## WHAT THIS TASK INVOLVES:
Please repeat each line of the data exactly, with nothing left out.

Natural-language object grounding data
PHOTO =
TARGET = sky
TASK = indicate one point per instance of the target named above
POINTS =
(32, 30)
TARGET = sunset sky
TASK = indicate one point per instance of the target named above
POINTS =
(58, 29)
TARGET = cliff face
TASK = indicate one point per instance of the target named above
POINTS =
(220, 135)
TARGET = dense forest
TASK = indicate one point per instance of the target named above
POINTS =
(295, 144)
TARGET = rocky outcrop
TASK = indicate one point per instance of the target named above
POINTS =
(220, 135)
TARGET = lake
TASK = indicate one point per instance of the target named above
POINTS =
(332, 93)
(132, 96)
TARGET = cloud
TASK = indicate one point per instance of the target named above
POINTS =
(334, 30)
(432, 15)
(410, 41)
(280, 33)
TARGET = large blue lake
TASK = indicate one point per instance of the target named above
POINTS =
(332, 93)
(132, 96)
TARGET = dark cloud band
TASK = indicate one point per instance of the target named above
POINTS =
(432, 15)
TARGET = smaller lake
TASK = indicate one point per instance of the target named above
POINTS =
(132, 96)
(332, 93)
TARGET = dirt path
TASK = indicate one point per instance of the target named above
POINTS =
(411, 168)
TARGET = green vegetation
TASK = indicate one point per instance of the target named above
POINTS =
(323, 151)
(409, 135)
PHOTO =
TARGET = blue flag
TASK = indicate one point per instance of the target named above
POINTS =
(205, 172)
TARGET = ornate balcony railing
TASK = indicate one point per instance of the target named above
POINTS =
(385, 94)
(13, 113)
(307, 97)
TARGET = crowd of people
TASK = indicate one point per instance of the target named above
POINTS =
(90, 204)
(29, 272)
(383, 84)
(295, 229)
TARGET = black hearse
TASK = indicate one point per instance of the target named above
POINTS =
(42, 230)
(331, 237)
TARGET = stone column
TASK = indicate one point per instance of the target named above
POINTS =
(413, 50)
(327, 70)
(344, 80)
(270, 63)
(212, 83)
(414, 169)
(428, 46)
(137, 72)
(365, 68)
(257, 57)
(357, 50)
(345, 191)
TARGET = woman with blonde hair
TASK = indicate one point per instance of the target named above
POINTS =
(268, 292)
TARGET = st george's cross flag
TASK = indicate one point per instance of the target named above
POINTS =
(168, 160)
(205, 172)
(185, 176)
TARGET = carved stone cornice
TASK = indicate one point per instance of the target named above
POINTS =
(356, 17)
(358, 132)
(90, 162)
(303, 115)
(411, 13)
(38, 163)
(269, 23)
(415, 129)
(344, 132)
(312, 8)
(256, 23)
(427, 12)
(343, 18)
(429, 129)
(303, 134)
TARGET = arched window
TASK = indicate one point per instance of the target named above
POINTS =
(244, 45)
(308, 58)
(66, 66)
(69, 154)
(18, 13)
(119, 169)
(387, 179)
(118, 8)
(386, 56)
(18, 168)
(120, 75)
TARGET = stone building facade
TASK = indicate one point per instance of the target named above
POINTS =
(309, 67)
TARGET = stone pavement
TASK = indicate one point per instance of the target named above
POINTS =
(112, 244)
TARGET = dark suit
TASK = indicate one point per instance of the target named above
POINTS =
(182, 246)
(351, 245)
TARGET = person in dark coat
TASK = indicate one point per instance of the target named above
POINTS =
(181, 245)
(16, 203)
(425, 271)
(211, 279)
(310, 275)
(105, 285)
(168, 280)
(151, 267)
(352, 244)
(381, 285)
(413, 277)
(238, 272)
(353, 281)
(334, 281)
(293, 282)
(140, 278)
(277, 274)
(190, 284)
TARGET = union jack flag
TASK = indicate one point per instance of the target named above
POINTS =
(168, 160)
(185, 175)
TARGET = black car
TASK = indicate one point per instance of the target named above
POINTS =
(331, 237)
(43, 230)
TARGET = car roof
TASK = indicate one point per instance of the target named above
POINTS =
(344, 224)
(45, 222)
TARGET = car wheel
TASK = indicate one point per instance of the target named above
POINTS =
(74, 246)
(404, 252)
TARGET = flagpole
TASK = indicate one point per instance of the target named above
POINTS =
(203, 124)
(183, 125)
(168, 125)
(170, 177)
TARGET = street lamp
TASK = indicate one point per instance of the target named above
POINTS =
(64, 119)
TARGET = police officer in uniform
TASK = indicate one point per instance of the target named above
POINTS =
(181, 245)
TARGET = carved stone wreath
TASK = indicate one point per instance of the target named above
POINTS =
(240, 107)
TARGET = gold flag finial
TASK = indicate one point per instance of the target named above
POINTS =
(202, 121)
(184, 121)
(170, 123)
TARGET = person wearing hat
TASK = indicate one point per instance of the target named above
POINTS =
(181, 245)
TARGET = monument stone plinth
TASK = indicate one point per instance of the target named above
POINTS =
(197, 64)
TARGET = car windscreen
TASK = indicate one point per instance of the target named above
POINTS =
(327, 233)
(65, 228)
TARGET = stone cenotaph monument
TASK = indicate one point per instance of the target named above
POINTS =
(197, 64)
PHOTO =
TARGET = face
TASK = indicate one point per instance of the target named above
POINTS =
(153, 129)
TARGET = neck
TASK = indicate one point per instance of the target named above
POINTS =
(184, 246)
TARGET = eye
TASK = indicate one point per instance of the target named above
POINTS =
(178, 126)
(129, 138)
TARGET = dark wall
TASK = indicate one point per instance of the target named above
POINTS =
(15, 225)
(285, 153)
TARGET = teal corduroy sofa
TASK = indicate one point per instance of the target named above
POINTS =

## WRITTEN SOLUTION:
PHOTO =
TARGET = sky
TASK = indicate one point per instance of the target named above
POINTS =
(32, 30)
TARGET = sunset sky
TASK = indicate one point per instance of the target named above
POINTS =
(58, 29)
TARGET = cliff face
TASK = indicate one point per instance of the target named above
POINTS =
(220, 135)
TARGET = dense forest
TASK = indicate one point per instance of the target named above
POINTS =
(295, 144)
TARGET = rocky outcrop
TASK = indicate one point per instance of the target named above
POINTS =
(220, 135)
TARGET = lake
TASK = indicate one point per instance of the target named above
POINTS =
(332, 93)
(132, 96)
TARGET = cloud
TASK = indicate one point per instance of the target named above
POINTS =
(334, 30)
(432, 15)
(410, 41)
(280, 33)
TARGET = large blue lake
TASK = indicate one point per instance of the target named above
POINTS =
(332, 93)
(132, 96)
TARGET = dark cloud band
TASK = indicate one point per instance of the target named above
POINTS =
(432, 15)
TARGET = smaller lake
TASK = indicate one point per instance of the target named above
POINTS =
(132, 96)
(332, 93)
TARGET = dirt path
TASK = indicate one point per instance of the target named above
POINTS =
(411, 168)
TARGET = green vegetation
TASK = indicate one point per instance of the target named above
POINTS =
(323, 151)
(409, 135)
PHOTO =
TARGET = blue flag
TASK = indicate one point per instance of the target named above
POINTS =
(205, 172)
TARGET = ornate balcony railing
TASK = indicate one point per instance of the target named above
POINTS =
(385, 94)
(13, 113)
(307, 97)
TARGET = crowd of people
TASK = indicate one point per instance of the target named above
POINTS =
(90, 204)
(29, 272)
(383, 84)
(295, 229)
TARGET = black hearse
TASK = indicate one point per instance of the target named above
POINTS =
(42, 230)
(331, 237)
TARGET = stone column
TASK = indicate one point per instance of the target named above
POINTS =
(413, 50)
(327, 70)
(344, 80)
(270, 63)
(212, 83)
(414, 169)
(428, 46)
(137, 72)
(365, 68)
(257, 57)
(357, 50)
(345, 191)
TARGET = woman with blonde hair
TASK = indicate one point per instance of the target named above
POINTS =
(268, 292)
TARGET = st george's cross flag
TASK = indicate one point per instance of the target named above
POINTS =
(168, 160)
(205, 172)
(185, 176)
TARGET = carved stone cornice
TASK = indicate one point per instance of the target named above
POINTS =
(356, 17)
(358, 132)
(90, 162)
(303, 115)
(411, 13)
(38, 163)
(269, 23)
(415, 129)
(344, 132)
(312, 8)
(256, 23)
(427, 12)
(343, 18)
(429, 129)
(303, 134)
TARGET = arched window
TASK = indicate one point per instance of the target named above
POINTS =
(244, 45)
(308, 58)
(66, 66)
(69, 154)
(18, 13)
(119, 169)
(387, 179)
(118, 8)
(386, 56)
(18, 168)
(120, 75)
TARGET = stone building facade
TASK = indicate one point per instance of the target named above
POINTS =
(309, 67)
TARGET = stone pavement
TASK = indicate one point per instance of the target named above
POINTS =
(112, 244)
TARGET = dark suit
TASK = indicate one point per instance of the target named above
POINTS =
(182, 246)
(351, 245)
TARGET = person in dark coat
TASK = indicate one point per instance of the target named above
POINTS =
(181, 245)
(16, 203)
(425, 271)
(211, 279)
(310, 275)
(105, 285)
(168, 280)
(151, 267)
(352, 244)
(381, 285)
(413, 277)
(238, 272)
(353, 281)
(334, 281)
(293, 282)
(140, 278)
(277, 274)
(190, 284)
TARGET = union jack flag
TASK = indicate one point per instance of the target named above
POINTS =
(168, 160)
(185, 175)
TARGET = black car
TASK = indicate one point per instance of the target named above
POINTS =
(331, 237)
(43, 230)
TARGET = car roof
TASK = indicate one point per instance of the target named above
POINTS =
(344, 224)
(45, 222)
TARGET = car wheel
TASK = indicate one point per instance of the target named above
POINTS =
(74, 246)
(404, 252)
TARGET = flagpole
TASK = indicate one point per instance of the target named above
POINTS =
(203, 124)
(183, 125)
(168, 125)
(170, 177)
TARGET = street lamp
TASK = indicate one point per instance of the target named above
POINTS =
(64, 119)
TARGET = police officer in uniform
TASK = indicate one point per instance of the target named above
POINTS =
(181, 245)
TARGET = carved stone wreath
TASK = indicate one point per instance of the target named above
POINTS =
(240, 107)
TARGET = gold flag finial
TASK = indicate one point per instance of the target named above
POINTS =
(202, 121)
(184, 121)
(170, 123)
TARGET = person wearing hat
TASK = indicate one point per instance of the target named above
POINTS =
(181, 245)
TARGET = monument stone plinth
TASK = indicate one point per instance of the target named above
POINTS =
(197, 64)
TARGET = car windscreen
TASK = indicate one point per instance of the target named above
POINTS =
(327, 233)
(65, 228)
TARGET = stone cenotaph monument
TASK = indicate one point per instance of the target named above
POINTS =
(197, 64)
PHOTO =
TARGET = face
TASK = indicate one point per instance of the target named above
POINTS =
(153, 129)
TARGET = neck
TASK = indicate one point per instance of the target named above
POINTS =
(184, 246)
TARGET = eye
TASK = indicate one point per instance of the target named above
POINTS =
(178, 126)
(129, 138)
TARGET = dark wall
TASK = indicate one point per instance of the target named above
POINTS =
(15, 225)
(285, 153)
TARGET = teal corduroy sofa
TASK = indicate one point per instance of the target named above
POINTS =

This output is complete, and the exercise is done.